→ Excerpt provided:

================

During the autumn and winter of 2019, Australia has experienced devastating bushfire seasons. This is related to a climate system known as the positive Indian Ocean Dipole (pIOD).

The IOD is conventionally described using the Dipole Mode Index (DMI) which measures two poles located in the western and eastern Indian Ocean. A pIOD event is associated with warm sea surface temperature (SST) anomalies in the equatorial western Indian Ocean (the western pole) and cold SST anomalies occur in the east (the eastern pole).

Understanding how the IOD will respond to a warmer climate is difficult because models disagree on how pIOD SST may respond when using the conventional DMI.

Using the DMI assumes all models have similar pIOD patterns. To accurately capture pIOD diversity in models, two separate indices should be used, an S-index for strong events, and an M-index for moderate pIODs. Strong pIOD events are dominated by cooling in the eastern equatorial Indian Ocean while moderate events by broadscale warming in the western Indian Ocean.

Based on the new indices and CMIP5/6 models, a research published in Nature Climate Change showed that there was an opposite response between moderate and strong pIOD events. This opposite response occurs due to mean state changes over the tropical Indian Ocean.

Faster warming in the western than the eastern Indian Ocean is supported by a southeasterly wind trend. While the lower troposphere warms faster than the surface, increasing atmospheric stability.

================

→ Entries:
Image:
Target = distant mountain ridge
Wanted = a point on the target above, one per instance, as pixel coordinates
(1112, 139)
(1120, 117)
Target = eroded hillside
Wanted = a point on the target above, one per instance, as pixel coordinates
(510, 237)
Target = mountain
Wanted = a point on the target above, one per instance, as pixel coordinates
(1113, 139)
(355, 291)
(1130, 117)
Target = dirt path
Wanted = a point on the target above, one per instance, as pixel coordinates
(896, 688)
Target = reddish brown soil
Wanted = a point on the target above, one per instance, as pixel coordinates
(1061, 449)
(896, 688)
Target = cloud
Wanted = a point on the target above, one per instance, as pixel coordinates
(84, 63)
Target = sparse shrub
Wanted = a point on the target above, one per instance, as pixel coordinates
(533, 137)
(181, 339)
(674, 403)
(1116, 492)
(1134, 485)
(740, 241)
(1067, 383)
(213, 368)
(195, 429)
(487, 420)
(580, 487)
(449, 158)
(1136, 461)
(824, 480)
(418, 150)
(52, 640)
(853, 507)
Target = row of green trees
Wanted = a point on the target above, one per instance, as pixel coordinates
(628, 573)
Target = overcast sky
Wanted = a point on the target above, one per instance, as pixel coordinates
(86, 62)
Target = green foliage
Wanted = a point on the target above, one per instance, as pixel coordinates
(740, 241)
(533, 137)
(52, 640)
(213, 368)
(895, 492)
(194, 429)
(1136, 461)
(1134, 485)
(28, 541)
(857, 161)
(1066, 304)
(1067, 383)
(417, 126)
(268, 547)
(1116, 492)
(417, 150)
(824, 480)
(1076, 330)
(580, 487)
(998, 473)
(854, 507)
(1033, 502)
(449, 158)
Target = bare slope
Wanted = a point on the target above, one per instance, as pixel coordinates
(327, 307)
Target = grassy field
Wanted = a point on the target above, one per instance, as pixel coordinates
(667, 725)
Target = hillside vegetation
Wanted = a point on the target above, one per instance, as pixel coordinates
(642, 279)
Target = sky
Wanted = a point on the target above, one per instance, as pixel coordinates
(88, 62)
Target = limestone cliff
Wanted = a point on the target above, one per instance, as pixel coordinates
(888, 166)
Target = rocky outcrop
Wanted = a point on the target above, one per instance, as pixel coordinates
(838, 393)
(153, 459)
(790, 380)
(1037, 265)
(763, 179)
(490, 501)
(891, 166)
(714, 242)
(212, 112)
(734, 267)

================

→ What is asked: According to the excerpt on the Indian Ocean Dipole, which two indices should be used to capture pIOD diversity in models?

→ Written solution: An S-index for strong events and an M-index for moderate pIODs.